#### Exercise prompt
Edit the lines below so that "every instance" becomes "each instance" wherever it occurs, and leave everything else unchanged.
··········
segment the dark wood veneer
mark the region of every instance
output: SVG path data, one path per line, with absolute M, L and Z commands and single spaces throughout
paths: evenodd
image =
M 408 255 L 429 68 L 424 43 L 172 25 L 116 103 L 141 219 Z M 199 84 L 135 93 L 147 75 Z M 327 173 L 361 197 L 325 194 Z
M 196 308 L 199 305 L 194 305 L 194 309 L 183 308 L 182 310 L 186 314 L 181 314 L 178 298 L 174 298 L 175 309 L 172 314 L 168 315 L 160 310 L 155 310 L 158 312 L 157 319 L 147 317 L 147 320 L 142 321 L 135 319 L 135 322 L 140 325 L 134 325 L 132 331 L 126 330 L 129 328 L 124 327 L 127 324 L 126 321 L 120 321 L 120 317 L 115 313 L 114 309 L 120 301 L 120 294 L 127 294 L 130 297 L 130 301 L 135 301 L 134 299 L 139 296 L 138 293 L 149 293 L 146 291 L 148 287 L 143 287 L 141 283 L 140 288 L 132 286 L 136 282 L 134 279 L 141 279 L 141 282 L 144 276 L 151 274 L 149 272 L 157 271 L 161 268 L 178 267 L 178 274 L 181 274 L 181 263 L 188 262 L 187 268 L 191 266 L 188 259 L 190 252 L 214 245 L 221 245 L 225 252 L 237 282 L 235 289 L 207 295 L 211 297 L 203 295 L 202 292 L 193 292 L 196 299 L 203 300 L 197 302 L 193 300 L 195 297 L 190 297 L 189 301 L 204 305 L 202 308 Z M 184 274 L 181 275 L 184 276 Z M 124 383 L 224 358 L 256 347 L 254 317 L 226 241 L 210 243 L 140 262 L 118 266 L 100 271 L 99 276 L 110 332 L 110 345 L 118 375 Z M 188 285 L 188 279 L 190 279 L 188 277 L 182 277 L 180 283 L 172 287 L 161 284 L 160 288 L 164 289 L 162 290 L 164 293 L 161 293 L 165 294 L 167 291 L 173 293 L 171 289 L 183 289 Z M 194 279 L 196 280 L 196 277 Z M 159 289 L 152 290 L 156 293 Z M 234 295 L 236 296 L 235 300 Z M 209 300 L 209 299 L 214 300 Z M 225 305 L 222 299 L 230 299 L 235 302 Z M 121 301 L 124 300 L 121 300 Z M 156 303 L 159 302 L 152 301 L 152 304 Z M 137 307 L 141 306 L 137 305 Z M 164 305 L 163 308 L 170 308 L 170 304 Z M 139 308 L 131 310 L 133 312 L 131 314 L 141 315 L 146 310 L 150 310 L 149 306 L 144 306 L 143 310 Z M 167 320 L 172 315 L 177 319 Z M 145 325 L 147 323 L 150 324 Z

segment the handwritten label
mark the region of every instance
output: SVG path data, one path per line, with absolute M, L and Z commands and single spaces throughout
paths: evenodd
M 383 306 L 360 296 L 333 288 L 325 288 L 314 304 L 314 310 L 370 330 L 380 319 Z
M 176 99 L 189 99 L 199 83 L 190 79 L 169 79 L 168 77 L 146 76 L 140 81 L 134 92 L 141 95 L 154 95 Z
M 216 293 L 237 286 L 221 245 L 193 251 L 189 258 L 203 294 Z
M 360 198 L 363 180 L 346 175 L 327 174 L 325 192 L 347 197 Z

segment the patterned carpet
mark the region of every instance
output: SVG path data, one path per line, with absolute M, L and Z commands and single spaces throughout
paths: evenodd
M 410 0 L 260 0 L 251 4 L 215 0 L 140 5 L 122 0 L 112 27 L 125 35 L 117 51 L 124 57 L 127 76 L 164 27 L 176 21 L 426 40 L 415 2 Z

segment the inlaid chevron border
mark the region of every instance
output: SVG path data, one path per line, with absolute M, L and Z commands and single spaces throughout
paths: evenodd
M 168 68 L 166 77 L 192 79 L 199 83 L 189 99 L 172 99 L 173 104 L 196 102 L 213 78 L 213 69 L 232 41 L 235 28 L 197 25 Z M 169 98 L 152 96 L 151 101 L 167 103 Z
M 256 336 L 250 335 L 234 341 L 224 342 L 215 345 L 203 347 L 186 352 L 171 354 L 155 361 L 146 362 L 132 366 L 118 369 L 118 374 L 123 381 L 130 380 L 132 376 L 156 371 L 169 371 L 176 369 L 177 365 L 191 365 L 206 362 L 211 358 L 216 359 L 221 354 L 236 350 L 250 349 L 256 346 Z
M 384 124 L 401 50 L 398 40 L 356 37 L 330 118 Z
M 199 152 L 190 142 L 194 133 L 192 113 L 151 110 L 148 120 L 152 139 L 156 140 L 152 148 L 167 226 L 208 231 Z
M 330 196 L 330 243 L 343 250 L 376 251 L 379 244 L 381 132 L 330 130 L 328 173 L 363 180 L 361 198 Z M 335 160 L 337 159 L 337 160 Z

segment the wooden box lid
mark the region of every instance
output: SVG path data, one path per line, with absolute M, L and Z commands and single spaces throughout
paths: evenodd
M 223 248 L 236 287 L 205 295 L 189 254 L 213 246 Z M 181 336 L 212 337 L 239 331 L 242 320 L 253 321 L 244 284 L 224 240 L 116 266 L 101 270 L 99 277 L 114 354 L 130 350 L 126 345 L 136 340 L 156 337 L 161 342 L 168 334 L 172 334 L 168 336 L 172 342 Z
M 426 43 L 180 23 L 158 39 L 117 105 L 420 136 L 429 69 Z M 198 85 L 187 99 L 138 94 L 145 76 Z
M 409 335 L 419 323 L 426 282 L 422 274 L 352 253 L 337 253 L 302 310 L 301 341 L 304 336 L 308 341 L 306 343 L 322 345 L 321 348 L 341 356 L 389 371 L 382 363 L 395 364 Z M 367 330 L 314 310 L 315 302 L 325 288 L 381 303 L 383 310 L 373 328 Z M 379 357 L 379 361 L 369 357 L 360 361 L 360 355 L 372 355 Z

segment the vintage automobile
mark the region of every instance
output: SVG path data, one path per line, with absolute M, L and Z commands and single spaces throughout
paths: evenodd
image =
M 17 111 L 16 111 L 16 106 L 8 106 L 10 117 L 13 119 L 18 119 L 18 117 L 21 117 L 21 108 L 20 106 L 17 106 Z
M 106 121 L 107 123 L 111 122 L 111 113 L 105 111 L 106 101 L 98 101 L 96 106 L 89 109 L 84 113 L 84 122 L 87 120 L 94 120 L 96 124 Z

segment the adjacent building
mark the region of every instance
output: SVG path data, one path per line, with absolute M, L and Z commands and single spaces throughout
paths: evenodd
··········
#### Full solution
segment the dark wood veneer
mark the region of each instance
output: SVG path data, one path per line, with absolute M, L and Z commands and single spaces throughout
paths: evenodd
image =
M 408 255 L 429 68 L 424 43 L 172 25 L 116 103 L 141 219 Z M 199 84 L 135 93 L 147 75 Z M 327 173 L 361 197 L 325 194 Z
M 196 308 L 199 305 L 194 305 L 194 309 L 183 308 L 182 310 L 186 314 L 181 314 L 178 298 L 174 298 L 175 309 L 172 314 L 168 315 L 160 310 L 155 310 L 158 312 L 157 319 L 147 317 L 147 320 L 142 321 L 135 319 L 135 322 L 140 325 L 134 325 L 132 331 L 126 330 L 129 328 L 124 327 L 127 324 L 126 321 L 120 321 L 120 317 L 115 313 L 114 309 L 120 301 L 120 294 L 127 294 L 130 297 L 130 301 L 135 301 L 134 299 L 139 296 L 138 293 L 149 293 L 146 291 L 148 287 L 143 287 L 141 283 L 140 288 L 132 286 L 136 282 L 134 279 L 141 279 L 141 282 L 144 276 L 151 274 L 149 272 L 157 271 L 161 268 L 178 267 L 178 274 L 181 274 L 181 263 L 188 262 L 187 268 L 191 266 L 188 259 L 190 252 L 214 245 L 221 245 L 225 252 L 237 282 L 235 289 L 207 295 L 211 297 L 203 295 L 202 292 L 193 292 L 196 299 L 203 300 L 197 302 L 193 300 L 195 297 L 190 297 L 189 301 L 204 305 L 202 308 Z M 184 274 L 181 275 L 184 276 Z M 124 383 L 224 358 L 256 347 L 254 317 L 226 241 L 210 243 L 140 262 L 118 266 L 100 271 L 99 276 L 110 332 L 110 345 L 118 375 Z M 188 285 L 188 279 L 190 279 L 188 277 L 182 277 L 180 283 L 172 287 L 161 284 L 160 288 L 164 289 L 162 290 L 164 293 L 161 293 L 165 294 L 167 291 L 173 293 L 171 289 L 183 289 Z M 194 279 L 196 280 L 196 277 Z M 159 289 L 152 290 L 156 293 Z M 234 295 L 236 296 L 235 300 Z M 209 300 L 209 299 L 214 300 Z M 225 305 L 222 299 L 230 299 L 235 302 Z M 121 301 L 124 300 L 121 300 Z M 156 303 L 159 302 L 152 301 L 152 304 Z M 137 307 L 141 306 L 137 305 Z M 164 305 L 163 308 L 170 308 L 170 304 Z M 139 308 L 131 310 L 133 312 L 131 314 L 141 315 L 146 310 L 150 310 L 149 306 L 144 306 L 143 310 Z M 167 320 L 172 315 L 177 319 Z M 145 325 L 147 323 L 150 324 Z

segment the handwritten label
mark the region of each instance
output: SVG path data, one path per line, with absolute M, L and Z commands and single spaces throughout
paths: evenodd
M 383 306 L 360 296 L 333 288 L 325 288 L 314 304 L 314 310 L 370 330 L 380 319 Z
M 176 99 L 189 99 L 199 83 L 190 79 L 169 79 L 168 77 L 146 76 L 140 81 L 134 92 L 141 95 L 154 95 Z
M 216 293 L 237 286 L 221 245 L 193 251 L 189 258 L 203 294 Z
M 360 198 L 363 180 L 346 175 L 327 174 L 325 192 L 347 197 Z

segment the patterned carpet
mark the region of each instance
output: SVG path data, one path per line, with absolute M, L and Z commands and single spaces throughout
paths: evenodd
M 410 0 L 260 0 L 251 4 L 215 0 L 140 5 L 122 0 L 112 27 L 125 35 L 117 51 L 124 57 L 127 76 L 164 27 L 176 21 L 426 40 L 415 2 Z

segment the inlaid chevron border
mark the region of each instance
output: SVG path data, one path per line, with absolute M, L and Z commands and single spaces throughout
paths: evenodd
M 168 68 L 166 77 L 192 79 L 199 83 L 189 99 L 172 99 L 173 104 L 196 102 L 213 78 L 213 69 L 232 41 L 235 28 L 197 25 Z M 169 98 L 152 96 L 151 101 L 167 103 Z
M 256 336 L 250 335 L 234 341 L 224 342 L 215 345 L 203 347 L 186 352 L 171 354 L 155 361 L 146 362 L 132 366 L 118 369 L 118 374 L 123 381 L 130 380 L 132 376 L 156 371 L 169 371 L 176 369 L 177 365 L 191 365 L 206 362 L 211 358 L 216 359 L 221 354 L 236 350 L 250 349 L 256 346 Z
M 384 124 L 401 50 L 398 40 L 356 37 L 330 118 Z
M 199 152 L 190 142 L 194 133 L 192 113 L 151 110 L 148 120 L 152 139 L 156 140 L 152 148 L 167 226 L 208 231 Z
M 330 196 L 330 243 L 343 250 L 376 251 L 379 244 L 381 132 L 330 130 L 328 173 L 363 180 L 361 198 Z M 335 160 L 337 159 L 337 160 Z

segment the wooden box lid
mark the region of each instance
output: SVG path data, one path per line, with absolute M, L and Z commands and single spaces throughout
paths: evenodd
M 223 248 L 236 287 L 205 295 L 189 254 L 213 246 Z M 181 336 L 212 337 L 239 331 L 242 320 L 253 321 L 244 284 L 224 240 L 116 266 L 101 270 L 99 277 L 114 354 L 130 350 L 126 345 L 136 340 L 156 337 L 161 342 L 168 334 L 172 334 L 168 336 L 172 342 Z
M 426 43 L 180 23 L 158 39 L 117 105 L 420 136 L 429 69 Z M 198 85 L 187 99 L 138 94 L 145 76 Z
M 409 335 L 419 323 L 426 282 L 422 274 L 352 253 L 337 253 L 302 310 L 301 341 L 304 336 L 308 341 L 306 343 L 322 345 L 321 348 L 341 356 L 389 371 L 382 363 L 395 364 Z M 367 330 L 314 310 L 315 302 L 325 288 L 381 303 L 383 310 L 373 328 Z M 379 357 L 379 361 L 369 357 L 360 361 L 360 355 L 372 355 Z

segment the vintage automobile
mark the region of each instance
output: SVG path data, one path per line, with absolute M, L and Z commands and single spaces throughout
paths: evenodd
image =
M 17 111 L 16 111 L 16 106 L 8 106 L 10 117 L 13 119 L 18 119 L 18 117 L 21 117 L 21 108 L 20 106 L 17 106 Z
M 106 121 L 107 123 L 111 122 L 111 113 L 105 111 L 106 101 L 98 101 L 96 106 L 89 109 L 84 113 L 84 122 L 87 120 L 94 120 L 96 124 Z

segment the adjacent building
mark the region of each instance
output: SVG path data, one path per line, with absolute M, L and Z commands and single spaces throughout
paths: evenodd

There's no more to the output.